• What is expected:
For every line in the data below that contains "person", copy the line.
:: Data extracts ::
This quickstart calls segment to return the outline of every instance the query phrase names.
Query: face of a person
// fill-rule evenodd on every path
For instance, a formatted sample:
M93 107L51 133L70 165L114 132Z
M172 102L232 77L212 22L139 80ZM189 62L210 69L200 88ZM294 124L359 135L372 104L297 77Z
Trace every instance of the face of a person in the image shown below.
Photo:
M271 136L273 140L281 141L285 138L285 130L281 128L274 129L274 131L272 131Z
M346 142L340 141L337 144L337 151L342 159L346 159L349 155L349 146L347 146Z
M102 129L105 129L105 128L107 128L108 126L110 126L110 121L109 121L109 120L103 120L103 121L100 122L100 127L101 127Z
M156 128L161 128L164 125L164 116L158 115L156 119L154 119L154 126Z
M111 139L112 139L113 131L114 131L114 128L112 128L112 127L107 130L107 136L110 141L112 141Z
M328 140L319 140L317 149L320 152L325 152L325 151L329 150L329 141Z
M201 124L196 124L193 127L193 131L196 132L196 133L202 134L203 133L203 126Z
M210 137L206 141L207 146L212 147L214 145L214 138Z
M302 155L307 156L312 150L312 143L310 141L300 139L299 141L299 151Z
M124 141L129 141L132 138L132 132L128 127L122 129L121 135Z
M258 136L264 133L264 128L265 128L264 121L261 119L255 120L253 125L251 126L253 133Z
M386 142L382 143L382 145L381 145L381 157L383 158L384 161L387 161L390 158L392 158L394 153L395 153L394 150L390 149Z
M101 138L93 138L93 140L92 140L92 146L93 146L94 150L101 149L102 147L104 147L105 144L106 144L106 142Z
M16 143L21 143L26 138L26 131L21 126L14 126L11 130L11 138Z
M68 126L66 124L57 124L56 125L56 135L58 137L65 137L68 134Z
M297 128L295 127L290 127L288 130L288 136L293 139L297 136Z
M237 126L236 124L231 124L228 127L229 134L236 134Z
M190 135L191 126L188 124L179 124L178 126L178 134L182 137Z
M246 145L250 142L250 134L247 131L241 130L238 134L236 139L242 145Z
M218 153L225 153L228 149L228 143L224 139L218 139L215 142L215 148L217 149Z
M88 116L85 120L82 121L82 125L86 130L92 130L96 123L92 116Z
:::
• Answer to the exercise:
Query: face of a person
Trace every instance of the face of a person in the image shown below.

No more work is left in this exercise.